## [Data for this task]
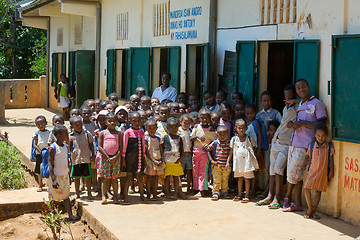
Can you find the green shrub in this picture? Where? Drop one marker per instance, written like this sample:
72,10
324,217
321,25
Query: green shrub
12,175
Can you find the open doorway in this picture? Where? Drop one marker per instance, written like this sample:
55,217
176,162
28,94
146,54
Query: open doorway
276,70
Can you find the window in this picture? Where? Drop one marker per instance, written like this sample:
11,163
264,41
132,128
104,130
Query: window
122,26
277,11
161,19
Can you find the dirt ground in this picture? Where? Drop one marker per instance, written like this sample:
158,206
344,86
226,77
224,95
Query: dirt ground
30,227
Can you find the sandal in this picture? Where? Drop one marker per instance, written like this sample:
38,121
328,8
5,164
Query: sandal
245,200
262,203
215,197
236,199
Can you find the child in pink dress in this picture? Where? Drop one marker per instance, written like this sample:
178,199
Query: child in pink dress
109,147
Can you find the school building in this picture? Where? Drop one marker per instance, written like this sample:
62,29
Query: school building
236,45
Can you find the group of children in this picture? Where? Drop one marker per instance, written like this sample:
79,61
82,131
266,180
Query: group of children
219,143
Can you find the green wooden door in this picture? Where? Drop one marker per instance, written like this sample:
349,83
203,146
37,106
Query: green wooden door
110,73
174,61
140,68
245,76
85,72
54,69
345,88
306,63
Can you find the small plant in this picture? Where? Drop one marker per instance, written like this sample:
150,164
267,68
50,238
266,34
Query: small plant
12,175
51,216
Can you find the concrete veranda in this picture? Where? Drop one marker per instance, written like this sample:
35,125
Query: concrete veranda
187,219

## [To do]
Reproduce everything in the records above, from the line containing "Can you find the green wooden" down to the final line of the records, keeping every line unchanged.

## [Finished task]
Can you find the green wooden door in this picture? Where? Drop one marker per instance, written like this sample:
349,83
203,146
37,106
Query: green wooden door
110,73
174,61
140,68
245,76
85,72
54,69
345,88
306,63
Can you find the small plant in this picture? Where? Drop one marker per instance, written like this sample:
150,164
267,68
50,238
266,34
Query: small plant
12,175
51,216
Can you find the concrete veranda in this picture? Where? Drop one marker per instance, written like this sample:
35,125
Query: concrete veranda
187,219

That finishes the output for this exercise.